▶ **Passage to read**
Molecular-beam epitaxy was used to grow Si-doped GaN layers onto GaN/sapphire templates which had been prepared by hydride vapor-phase epitaxy. Positron annihilation experiments indicated that the samples contained open-volume defects which were probably clusters of vacancies and perhaps Ga vacancy-donor complexes. The number of vacancy clusters decreased as the Si concentration was increased. Photoluminescence spectra showed that, while the absolute intensity of both the yellow and ultra-violet band-edge transitions increased with Si doping, the intensity ratio of yellow-to-UV emissions was decreased. Secondary ion mass spectrometry indicated that the impurity concentrations were in qualitative agreement with the carrier concentrations determined in electrical experiments. The data further suggested that Si did not affect the diffusion of

O. Transmission electron microscopy revealed that molecular beam epitaxially grown GaN retained the threading dislocation structure of the GaN/sapphire substrate. The molecular beam epitaxial layer was also shown to grow in the Ga face orientation, but some inversion boundaries were present in the epilayer.

▶ **Extracted material**
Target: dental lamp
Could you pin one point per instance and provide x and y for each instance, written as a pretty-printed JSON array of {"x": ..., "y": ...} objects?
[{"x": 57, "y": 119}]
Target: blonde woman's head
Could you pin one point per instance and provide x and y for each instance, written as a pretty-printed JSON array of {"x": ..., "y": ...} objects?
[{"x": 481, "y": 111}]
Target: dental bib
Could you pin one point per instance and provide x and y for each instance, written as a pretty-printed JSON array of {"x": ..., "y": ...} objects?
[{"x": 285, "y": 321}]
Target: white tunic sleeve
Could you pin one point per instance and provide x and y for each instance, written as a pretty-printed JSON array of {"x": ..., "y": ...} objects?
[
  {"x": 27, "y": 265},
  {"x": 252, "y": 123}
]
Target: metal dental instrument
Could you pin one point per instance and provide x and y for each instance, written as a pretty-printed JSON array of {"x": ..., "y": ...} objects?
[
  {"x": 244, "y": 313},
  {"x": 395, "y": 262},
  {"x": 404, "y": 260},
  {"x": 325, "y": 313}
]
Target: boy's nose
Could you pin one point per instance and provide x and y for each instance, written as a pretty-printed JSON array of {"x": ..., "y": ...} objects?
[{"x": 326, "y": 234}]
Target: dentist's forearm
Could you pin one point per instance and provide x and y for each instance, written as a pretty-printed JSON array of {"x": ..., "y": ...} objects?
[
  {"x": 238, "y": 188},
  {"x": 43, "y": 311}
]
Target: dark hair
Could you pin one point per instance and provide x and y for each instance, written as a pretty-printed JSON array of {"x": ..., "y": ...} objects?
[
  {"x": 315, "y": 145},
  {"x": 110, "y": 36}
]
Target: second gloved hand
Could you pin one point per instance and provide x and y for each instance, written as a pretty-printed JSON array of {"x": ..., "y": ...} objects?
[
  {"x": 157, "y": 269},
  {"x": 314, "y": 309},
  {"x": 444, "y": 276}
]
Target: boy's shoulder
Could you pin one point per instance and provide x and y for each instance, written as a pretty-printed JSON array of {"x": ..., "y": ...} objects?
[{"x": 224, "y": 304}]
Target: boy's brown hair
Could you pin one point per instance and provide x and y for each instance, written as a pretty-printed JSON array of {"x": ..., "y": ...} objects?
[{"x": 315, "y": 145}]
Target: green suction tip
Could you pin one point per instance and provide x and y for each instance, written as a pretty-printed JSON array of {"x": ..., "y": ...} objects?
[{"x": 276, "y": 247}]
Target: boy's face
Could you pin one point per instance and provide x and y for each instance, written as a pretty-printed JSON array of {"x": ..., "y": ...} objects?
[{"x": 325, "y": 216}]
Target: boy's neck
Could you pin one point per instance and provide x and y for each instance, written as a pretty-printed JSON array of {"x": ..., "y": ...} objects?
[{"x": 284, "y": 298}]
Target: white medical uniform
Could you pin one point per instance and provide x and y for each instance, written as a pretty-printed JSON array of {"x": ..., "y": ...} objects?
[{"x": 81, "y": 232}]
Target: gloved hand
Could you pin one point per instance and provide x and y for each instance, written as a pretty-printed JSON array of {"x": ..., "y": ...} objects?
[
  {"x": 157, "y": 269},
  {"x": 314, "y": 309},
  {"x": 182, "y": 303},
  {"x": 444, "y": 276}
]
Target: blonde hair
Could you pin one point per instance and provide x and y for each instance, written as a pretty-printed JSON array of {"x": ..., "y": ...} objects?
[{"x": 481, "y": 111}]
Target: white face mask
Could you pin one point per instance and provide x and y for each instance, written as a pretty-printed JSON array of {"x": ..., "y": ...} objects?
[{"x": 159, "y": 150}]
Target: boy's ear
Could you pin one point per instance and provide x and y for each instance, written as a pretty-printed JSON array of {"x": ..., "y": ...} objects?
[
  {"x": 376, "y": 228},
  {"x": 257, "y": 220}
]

▶ **Request A**
Translate this sentence from the passage on Si-doped GaN layers into Spanish: "The number of vacancy clusters decreased as the Si concentration was increased."
▶ **Request B**
In the rows, begin at the line that has "Target: green suction tip" and stop after the final line of the rows. Swap "boy's" for "child's" and return only those lines, with everything else unchanged.
The rows are unrelated to the passage on Si-doped GaN layers.

▶ **Worked solution A**
El número de cúmulos de vacantes disminuyó a medida que se aumentó la concentración de Si.

▶ **Worked solution B**
Target: green suction tip
Could you pin one point per instance and provide x and y for each instance, written as a pretty-printed JSON array of {"x": ..., "y": ...} objects?
[{"x": 276, "y": 247}]
Target: child's face
Could you pin one point per instance and provide x and y for each instance, written as a pretty-printed JSON array of {"x": ..., "y": ...} objects?
[{"x": 325, "y": 216}]
Target: child's neck
Could you pin one point per instance and provide x and y for each instance, written as a pretty-printed JSON array of {"x": ..., "y": ...} objects?
[{"x": 284, "y": 298}]
Target: white medical uniform
Could you pin one point per instance and provide x and y for each instance, written as a pretty-printed JSON array of {"x": ..., "y": ...} objects?
[{"x": 81, "y": 232}]
Target: gloved hand
Could you pin one point per instance and provide x and y for each instance, written as a pretty-printed JSON array of {"x": ..., "y": ...} objects?
[
  {"x": 157, "y": 269},
  {"x": 314, "y": 309},
  {"x": 182, "y": 303},
  {"x": 444, "y": 276}
]
Target: blonde hair
Could you pin one point per instance and provide x and y for each instance, written as a pretty-printed JSON array of {"x": ..., "y": ...} objects?
[{"x": 481, "y": 111}]
Target: white face mask
Could you pin one point per instance and provide x and y for each instance, written as a pretty-printed JSON array of {"x": ..., "y": ...} objects?
[{"x": 159, "y": 150}]
Target: child's ear
Could you pin one point per instance and provide x and y for each instance, written as a pretty-printed JSON array of {"x": ..., "y": ...} objects?
[
  {"x": 376, "y": 228},
  {"x": 257, "y": 220}
]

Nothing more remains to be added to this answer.